→ **LESETEXT**:
━━━

Der Verband nahm die vielfachen rechtlichen Interessen der Siebenbürger Sachsen wahr: bei der Entschädigung von Kindern politisch Verfolgter und Russlanddeportierter, der Restitution von enteigneten Immobilien durch das kommunistische Regime in Rumänien und der Forderung nach Beseitigung der Benachteiligung von Aussiedlern im ­Rentenrecht. Dank dieser Interessenvertretung, der allgemeinen Repräsentanz der Siebenbürger Sachsen in der Öffentlichkeit und des regelmäßigen Gemeinschaftslebens sei die Mitgliederzufriedenheit durchwegs positiv, schreibt Lehni. Wichtig sind ihm und den stellvertretenden Bundesvorsitzenden Doris Hutter, Ingwelde Juchum, Michael Konnerth und Dr. Andreas Roth die Besuche in den Landes- und Kreisgruppen, bei denen sie „das Herz der Basis schlagen hören“.

Möge es den Delegierten des Verbandstages gelingen, die richtigen Entscheidungen zu treffen und Weichen zu stellen, die unsere Jugend einbeziehen, unsere Gemeinschaft stärken und sie nach vorne bringen!

━━━

→ **BEREITGESTELLTE DATEN**:
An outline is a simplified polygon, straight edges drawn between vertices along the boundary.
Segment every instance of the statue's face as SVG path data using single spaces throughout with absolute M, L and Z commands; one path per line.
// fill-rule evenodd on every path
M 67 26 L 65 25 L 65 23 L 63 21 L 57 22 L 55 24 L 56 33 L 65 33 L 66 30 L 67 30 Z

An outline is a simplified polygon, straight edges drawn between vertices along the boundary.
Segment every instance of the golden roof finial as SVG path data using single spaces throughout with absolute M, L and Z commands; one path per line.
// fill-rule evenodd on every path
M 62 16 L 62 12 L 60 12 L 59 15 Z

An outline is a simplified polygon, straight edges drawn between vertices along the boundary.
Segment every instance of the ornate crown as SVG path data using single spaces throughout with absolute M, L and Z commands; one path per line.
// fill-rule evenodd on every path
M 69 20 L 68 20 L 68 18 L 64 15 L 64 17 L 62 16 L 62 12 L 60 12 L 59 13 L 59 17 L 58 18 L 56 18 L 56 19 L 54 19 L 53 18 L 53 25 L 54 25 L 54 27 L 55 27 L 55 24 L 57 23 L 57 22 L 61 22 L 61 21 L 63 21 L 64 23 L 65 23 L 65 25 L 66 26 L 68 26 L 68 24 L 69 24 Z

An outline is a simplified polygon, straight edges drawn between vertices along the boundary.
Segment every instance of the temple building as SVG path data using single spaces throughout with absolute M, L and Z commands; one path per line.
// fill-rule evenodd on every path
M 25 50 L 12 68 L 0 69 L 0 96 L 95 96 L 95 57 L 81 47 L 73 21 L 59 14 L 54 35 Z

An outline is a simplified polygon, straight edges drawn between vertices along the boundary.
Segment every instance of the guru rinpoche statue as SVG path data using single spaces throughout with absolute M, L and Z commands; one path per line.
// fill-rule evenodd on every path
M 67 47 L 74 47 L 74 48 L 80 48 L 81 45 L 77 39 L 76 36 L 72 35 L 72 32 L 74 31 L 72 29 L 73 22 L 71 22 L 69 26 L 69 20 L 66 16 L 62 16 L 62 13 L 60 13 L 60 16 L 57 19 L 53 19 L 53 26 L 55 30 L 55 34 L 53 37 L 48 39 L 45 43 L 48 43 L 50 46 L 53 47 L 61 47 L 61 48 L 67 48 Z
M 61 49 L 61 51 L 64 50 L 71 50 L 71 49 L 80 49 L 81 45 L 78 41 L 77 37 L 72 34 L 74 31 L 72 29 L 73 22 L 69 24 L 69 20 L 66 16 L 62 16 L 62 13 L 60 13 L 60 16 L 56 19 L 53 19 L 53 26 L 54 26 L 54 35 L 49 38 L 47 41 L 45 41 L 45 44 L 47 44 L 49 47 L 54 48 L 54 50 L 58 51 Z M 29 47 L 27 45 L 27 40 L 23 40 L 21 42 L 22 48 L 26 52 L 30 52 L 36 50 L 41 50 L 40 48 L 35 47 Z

━━━

→ **SCHRIFTLICHE AUFGABEN**:
A) Schreiben Sie aus dem Lesetext die Stelle von „Möge es den“ bis „nach vorne bringen!“ wortgetreu ab.
B) Wie beschreibt Lehni laut Lesetext die Mitgliederzufriedenheit im Verband?

→ **GEGEBENE ANTWORTEN**:
A)
Möge es den Delegierten des Verbandstages gelingen, die richtigen Entscheidungen zu treffen und Weichen zu stellen, die unsere Jugend einbeziehen, unsere Gemeinschaft stärken und sie nach vorne bringen!

B) Als durchwegs positiv.